:: Directive ::
Recast the lines below as a numbered list, leaving out any blank lines.

===== Data entries =====

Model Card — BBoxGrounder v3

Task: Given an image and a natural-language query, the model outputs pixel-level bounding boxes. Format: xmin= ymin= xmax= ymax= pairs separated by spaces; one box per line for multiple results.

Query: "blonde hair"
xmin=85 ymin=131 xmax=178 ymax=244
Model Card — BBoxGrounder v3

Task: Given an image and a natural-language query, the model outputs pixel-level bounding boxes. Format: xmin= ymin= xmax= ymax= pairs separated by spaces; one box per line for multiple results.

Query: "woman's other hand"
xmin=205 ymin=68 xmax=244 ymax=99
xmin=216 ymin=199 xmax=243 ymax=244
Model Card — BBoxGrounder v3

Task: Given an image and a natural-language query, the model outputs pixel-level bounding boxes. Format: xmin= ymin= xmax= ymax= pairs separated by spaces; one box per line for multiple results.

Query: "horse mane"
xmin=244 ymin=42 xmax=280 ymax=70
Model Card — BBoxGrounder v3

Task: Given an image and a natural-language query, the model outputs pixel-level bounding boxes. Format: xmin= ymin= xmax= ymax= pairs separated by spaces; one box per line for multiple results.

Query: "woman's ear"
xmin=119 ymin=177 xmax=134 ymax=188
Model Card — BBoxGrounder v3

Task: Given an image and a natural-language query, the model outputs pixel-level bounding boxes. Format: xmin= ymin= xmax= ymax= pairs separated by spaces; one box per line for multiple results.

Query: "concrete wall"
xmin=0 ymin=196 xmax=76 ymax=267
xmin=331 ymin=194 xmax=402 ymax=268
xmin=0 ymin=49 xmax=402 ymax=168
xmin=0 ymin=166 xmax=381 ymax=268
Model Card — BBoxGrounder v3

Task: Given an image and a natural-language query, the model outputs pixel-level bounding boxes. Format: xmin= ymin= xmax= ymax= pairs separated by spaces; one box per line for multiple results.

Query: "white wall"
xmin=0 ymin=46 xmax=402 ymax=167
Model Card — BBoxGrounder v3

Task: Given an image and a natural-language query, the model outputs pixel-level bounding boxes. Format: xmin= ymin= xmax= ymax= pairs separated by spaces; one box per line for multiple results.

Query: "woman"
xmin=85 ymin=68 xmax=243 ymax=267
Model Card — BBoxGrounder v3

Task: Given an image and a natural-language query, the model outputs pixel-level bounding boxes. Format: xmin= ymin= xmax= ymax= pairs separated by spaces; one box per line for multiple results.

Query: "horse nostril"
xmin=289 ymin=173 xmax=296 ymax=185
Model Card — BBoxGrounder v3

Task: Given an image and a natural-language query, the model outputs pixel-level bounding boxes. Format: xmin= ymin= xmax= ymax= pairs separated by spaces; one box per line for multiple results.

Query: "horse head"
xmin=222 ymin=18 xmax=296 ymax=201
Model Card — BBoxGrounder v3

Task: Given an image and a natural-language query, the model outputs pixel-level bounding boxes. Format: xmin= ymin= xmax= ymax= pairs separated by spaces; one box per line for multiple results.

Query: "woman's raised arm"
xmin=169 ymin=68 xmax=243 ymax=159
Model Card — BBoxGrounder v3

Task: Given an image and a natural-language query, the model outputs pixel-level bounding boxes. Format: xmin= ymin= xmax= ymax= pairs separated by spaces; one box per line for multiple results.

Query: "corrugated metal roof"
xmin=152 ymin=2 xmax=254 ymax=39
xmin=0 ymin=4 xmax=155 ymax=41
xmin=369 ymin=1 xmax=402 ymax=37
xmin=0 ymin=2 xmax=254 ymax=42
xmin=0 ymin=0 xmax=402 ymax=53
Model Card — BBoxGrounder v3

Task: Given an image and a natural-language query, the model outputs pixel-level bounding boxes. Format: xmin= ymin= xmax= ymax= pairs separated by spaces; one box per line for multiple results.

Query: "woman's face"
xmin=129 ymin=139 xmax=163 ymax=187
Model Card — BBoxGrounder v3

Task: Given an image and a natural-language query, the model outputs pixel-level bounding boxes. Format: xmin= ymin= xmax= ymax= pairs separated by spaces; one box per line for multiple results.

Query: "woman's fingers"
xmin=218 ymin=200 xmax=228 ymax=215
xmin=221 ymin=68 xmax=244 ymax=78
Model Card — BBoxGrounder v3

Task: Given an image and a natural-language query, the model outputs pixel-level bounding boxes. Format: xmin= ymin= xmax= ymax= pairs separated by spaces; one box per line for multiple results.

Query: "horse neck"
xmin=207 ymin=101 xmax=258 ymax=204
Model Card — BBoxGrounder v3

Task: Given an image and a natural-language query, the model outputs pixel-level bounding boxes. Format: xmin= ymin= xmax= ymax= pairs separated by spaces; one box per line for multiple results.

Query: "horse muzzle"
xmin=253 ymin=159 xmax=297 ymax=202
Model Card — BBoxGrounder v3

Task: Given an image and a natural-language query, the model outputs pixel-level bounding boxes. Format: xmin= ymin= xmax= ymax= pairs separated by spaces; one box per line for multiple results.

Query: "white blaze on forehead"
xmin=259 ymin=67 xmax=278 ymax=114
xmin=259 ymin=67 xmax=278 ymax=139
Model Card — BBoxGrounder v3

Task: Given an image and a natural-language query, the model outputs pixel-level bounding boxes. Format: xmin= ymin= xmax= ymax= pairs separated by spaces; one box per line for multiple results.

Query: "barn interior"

=====

:: Response to the task ::
1. Model Card — BBoxGrounder v3
2. Task: Given an image and a natural-language query, the model outputs pixel-level bounding boxes. Format: xmin= ymin= xmax= ymax= pairs separated by spaces; one box per line for multiple results.
3. Query: "blonde hair"
4. xmin=85 ymin=131 xmax=178 ymax=244
5. Model Card — BBoxGrounder v3
6. Task: Given an image and a natural-language query, the model outputs pixel-level bounding boxes. Format: xmin= ymin= xmax= ymax= pairs separated by spaces; one box per line for multiple results.
7. Query: "woman's other hand"
8. xmin=205 ymin=68 xmax=244 ymax=99
9. xmin=216 ymin=199 xmax=243 ymax=244
10. Model Card — BBoxGrounder v3
11. Task: Given an image and a natural-language query, the model outputs pixel-level bounding boxes. Format: xmin= ymin= xmax= ymax= pairs separated by spaces; one box per line for multiple results.
12. Query: "horse mane"
13. xmin=244 ymin=42 xmax=280 ymax=70
14. Model Card — BBoxGrounder v3
15. Task: Given an image and a natural-language query, the model outputs pixel-level bounding boxes. Format: xmin= ymin= xmax= ymax= pairs separated by spaces; one box per line for multiple results.
16. Query: "woman's ear"
17. xmin=119 ymin=177 xmax=134 ymax=188
18. Model Card — BBoxGrounder v3
19. Task: Given an image and a natural-language query, the model outputs pixel-level bounding boxes. Format: xmin= ymin= xmax= ymax= pairs separated by spaces; one box per line for multiple results.
20. Query: "concrete wall"
21. xmin=0 ymin=196 xmax=76 ymax=267
22. xmin=331 ymin=194 xmax=402 ymax=268
23. xmin=0 ymin=49 xmax=402 ymax=168
24. xmin=0 ymin=166 xmax=381 ymax=268
25. Model Card — BBoxGrounder v3
26. Task: Given an image and a natural-language query, the model outputs pixel-level bounding boxes. Format: xmin= ymin= xmax= ymax= pairs separated by spaces; one box per line for multiple results.
27. Query: "white wall"
28. xmin=0 ymin=46 xmax=402 ymax=167
29. Model Card — BBoxGrounder v3
30. Task: Given an image and a natural-language query, the model outputs pixel-level bounding boxes. Format: xmin= ymin= xmax= ymax= pairs separated by spaces; one box per line for multiple results.
31. Query: "woman"
32. xmin=85 ymin=68 xmax=243 ymax=267
33. Model Card — BBoxGrounder v3
34. Task: Given an image and a natural-language query, the model outputs pixel-level bounding boxes. Format: xmin= ymin= xmax= ymax= pairs separated by spaces; one box per line for multiple results.
35. Query: "horse nostril"
36. xmin=289 ymin=173 xmax=296 ymax=185
37. Model Card — BBoxGrounder v3
38. Task: Given an image and a natural-language query, the model outputs pixel-level bounding boxes. Format: xmin= ymin= xmax= ymax= pairs separated by spaces; one box per line for multiple results.
39. Query: "horse head"
40. xmin=222 ymin=18 xmax=296 ymax=201
41. Model Card — BBoxGrounder v3
42. Task: Given an image and a natural-language query, the model outputs pixel-level bounding boxes. Format: xmin= ymin= xmax= ymax= pairs separated by spaces; one box per line for multiple results.
43. Query: "woman's raised arm"
44. xmin=169 ymin=68 xmax=243 ymax=159
45. Model Card — BBoxGrounder v3
46. Task: Given an image and a natural-language query, the model outputs pixel-level bounding boxes. Format: xmin= ymin= xmax= ymax= pairs separated by spaces; one box per line for multiple results.
47. Query: "corrugated metal roof"
48. xmin=152 ymin=2 xmax=254 ymax=39
49. xmin=0 ymin=4 xmax=155 ymax=41
50. xmin=369 ymin=1 xmax=402 ymax=37
51. xmin=0 ymin=2 xmax=254 ymax=42
52. xmin=0 ymin=0 xmax=402 ymax=53
53. Model Card — BBoxGrounder v3
54. Task: Given an image and a natural-language query, the model outputs pixel-level bounding boxes. Format: xmin= ymin= xmax= ymax= pairs separated by spaces; one box per line for multiple results.
55. Query: "woman's face"
56. xmin=129 ymin=139 xmax=163 ymax=187
57. Model Card — BBoxGrounder v3
58. Task: Given an image and a natural-language query, the model outputs pixel-level bounding boxes. Format: xmin= ymin= xmax= ymax= pairs separated by spaces; one box per line for multiple results.
59. Query: "woman's fingers"
60. xmin=218 ymin=200 xmax=228 ymax=215
61. xmin=221 ymin=68 xmax=244 ymax=78
62. Model Card — BBoxGrounder v3
63. Task: Given an image and a natural-language query, the model outputs pixel-level bounding boxes. Format: xmin= ymin= xmax= ymax= pairs separated by spaces; one box per line for multiple results.
64. Query: "horse neck"
65. xmin=207 ymin=101 xmax=258 ymax=204
66. Model Card — BBoxGrounder v3
67. Task: Given an image and a natural-language query, the model outputs pixel-level bounding boxes. Format: xmin= ymin= xmax= ymax= pairs separated by spaces; one box per line for multiple results.
68. Query: "horse muzzle"
69. xmin=253 ymin=159 xmax=297 ymax=202
70. Model Card — BBoxGrounder v3
71. Task: Given an image and a natural-language query, the model outputs pixel-level bounding boxes. Format: xmin= ymin= xmax= ymax= pairs separated by spaces; one box per line for multiple results.
72. Query: "white blaze on forehead"
73. xmin=259 ymin=67 xmax=278 ymax=114
74. xmin=259 ymin=67 xmax=278 ymax=139
75. Model Card — BBoxGrounder v3
76. Task: Given an image and a natural-language query, the model outputs pixel-level bounding boxes. Format: xmin= ymin= xmax= ymax= pairs separated by spaces; one box per line for multiple results.
77. Query: "barn interior"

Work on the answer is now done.